= 文档片段 =
问题描述:有N(N>>10000)个整数,求出其中的前K个最大的数。(称作Top k或者Top 10)
问题分析:由于
(1)输入的大量数据;
(2)只要前K个
对整个输入数据的保存和排序是相当的不可取的. 可以利用数据结构的最小堆来处理该问题, 最小堆如图所示.
对于每个非叶子节点的数值,一定不大于孩子节点的数值。
这样可用含有K个节点的最小堆来保存K个目前的最大值(当然根节点是其中的最小数值)。
每次有数据输入的时候可以先与根节点比较。若不大于根节点,则舍弃;否则用新数值替换根节点数值。
并进行最小堆的调整。
先看找最小的数
* 找到无序的一堆数字中最小的k个数
* MinHeap.php
<?php
/**
* 有N(N>>10000)个整数,求出其中的前K个最小的数。(称作Top k或者Top 10)

= 给定数据行 =
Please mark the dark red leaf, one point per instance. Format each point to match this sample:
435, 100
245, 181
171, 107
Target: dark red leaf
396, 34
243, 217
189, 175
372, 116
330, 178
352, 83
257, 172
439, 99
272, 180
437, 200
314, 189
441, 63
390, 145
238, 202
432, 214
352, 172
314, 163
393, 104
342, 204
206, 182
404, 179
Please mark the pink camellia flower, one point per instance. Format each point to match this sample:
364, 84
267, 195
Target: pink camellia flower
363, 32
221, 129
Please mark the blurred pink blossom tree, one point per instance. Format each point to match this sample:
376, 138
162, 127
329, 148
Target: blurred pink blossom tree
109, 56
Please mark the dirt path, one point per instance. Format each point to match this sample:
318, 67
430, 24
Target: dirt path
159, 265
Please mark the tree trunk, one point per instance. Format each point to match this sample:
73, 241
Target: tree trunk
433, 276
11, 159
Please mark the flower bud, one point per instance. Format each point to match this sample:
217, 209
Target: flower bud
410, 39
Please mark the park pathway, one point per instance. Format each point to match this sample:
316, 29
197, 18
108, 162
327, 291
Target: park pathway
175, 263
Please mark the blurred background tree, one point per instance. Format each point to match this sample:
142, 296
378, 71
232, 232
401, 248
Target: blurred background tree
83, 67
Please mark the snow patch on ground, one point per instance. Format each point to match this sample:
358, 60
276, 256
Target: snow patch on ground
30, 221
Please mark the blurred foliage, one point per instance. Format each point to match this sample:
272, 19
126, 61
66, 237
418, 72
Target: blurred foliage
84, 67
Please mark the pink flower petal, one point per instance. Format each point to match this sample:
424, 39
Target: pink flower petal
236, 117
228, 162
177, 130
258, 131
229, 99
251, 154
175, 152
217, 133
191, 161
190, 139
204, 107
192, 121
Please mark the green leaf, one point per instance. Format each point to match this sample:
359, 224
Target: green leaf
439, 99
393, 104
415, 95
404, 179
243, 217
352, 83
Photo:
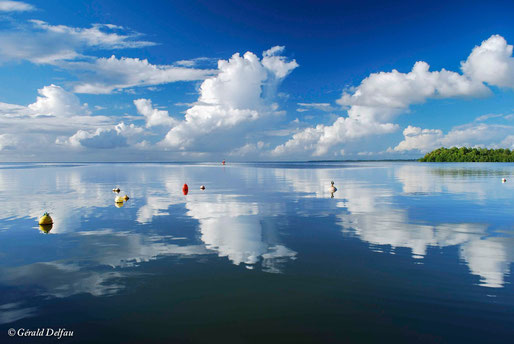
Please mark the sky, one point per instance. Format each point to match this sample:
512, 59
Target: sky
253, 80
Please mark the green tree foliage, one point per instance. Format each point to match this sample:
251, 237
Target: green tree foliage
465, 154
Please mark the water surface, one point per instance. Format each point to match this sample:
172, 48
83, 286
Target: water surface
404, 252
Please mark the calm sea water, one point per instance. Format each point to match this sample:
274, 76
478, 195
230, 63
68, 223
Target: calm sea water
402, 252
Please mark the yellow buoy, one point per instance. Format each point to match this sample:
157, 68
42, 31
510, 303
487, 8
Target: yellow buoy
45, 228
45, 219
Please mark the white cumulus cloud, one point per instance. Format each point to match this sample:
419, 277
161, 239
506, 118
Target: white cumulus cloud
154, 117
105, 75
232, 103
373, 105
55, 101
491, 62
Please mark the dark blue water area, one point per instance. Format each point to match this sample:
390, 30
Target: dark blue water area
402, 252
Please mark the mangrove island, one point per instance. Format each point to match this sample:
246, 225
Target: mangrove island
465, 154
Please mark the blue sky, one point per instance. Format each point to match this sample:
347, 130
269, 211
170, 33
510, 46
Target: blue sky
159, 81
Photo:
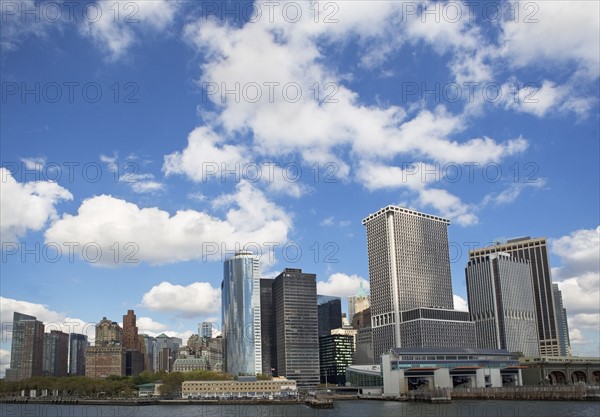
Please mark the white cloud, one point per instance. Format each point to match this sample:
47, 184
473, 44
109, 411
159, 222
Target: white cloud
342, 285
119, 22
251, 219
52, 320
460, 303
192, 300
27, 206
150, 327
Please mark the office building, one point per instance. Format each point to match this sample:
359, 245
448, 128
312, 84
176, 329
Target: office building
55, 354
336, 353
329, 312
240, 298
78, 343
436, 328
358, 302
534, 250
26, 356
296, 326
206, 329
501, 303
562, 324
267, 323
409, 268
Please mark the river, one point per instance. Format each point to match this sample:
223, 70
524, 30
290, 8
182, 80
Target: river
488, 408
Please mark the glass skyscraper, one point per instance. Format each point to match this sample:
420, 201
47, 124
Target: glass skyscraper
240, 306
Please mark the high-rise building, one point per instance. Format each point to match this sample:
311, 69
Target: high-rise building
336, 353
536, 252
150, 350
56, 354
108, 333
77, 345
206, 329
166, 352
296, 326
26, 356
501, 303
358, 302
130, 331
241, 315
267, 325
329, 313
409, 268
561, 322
* * *
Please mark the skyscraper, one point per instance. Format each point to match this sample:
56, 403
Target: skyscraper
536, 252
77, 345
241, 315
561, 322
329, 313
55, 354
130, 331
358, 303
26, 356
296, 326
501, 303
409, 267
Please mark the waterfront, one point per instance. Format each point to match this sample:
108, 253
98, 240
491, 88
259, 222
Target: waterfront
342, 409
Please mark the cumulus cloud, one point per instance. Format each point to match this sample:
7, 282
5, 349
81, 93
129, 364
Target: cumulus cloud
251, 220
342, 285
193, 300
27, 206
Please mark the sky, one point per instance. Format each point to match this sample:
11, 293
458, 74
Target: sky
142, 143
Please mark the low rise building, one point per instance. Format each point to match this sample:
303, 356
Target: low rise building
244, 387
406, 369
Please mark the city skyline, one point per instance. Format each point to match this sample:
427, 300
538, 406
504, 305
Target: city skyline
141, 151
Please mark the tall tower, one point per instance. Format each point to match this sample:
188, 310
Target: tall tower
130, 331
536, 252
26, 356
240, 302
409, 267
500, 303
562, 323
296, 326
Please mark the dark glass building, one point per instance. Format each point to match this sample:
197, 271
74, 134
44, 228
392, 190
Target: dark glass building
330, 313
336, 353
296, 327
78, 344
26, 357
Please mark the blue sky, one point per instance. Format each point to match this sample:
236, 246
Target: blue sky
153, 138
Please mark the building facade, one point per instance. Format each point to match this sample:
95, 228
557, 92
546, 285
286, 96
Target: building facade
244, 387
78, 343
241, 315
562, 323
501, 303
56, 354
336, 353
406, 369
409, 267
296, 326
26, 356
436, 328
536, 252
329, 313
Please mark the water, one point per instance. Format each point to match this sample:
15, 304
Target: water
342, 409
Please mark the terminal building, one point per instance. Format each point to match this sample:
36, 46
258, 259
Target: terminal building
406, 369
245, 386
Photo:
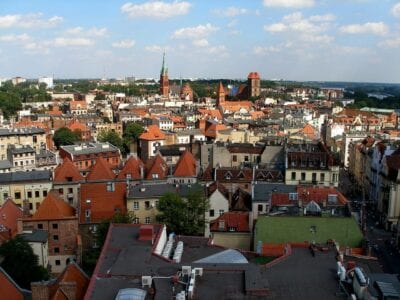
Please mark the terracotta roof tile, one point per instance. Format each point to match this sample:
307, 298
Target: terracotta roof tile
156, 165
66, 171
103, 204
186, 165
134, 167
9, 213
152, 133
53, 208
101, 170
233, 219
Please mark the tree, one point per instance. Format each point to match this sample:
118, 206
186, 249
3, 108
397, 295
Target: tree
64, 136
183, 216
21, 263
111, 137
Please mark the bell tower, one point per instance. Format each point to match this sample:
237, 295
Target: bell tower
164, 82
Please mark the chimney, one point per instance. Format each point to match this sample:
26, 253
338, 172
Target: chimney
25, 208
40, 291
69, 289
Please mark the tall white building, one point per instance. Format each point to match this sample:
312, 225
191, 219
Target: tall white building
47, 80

= 任务要求 =
a – 把文档片段中的“对于每个非叶子节点的数值,一定不大于孩子节点的数值。”一句译成英文。
b – 文档片段里提到了哪几种带具体名称的节点?请全部列出。
作答时无需参考这些行。

= 答案列表 =
a – For every non-leaf node, its value must not be greater than the values of its child nodes.

b – 非叶子节点、孩子节点、根节点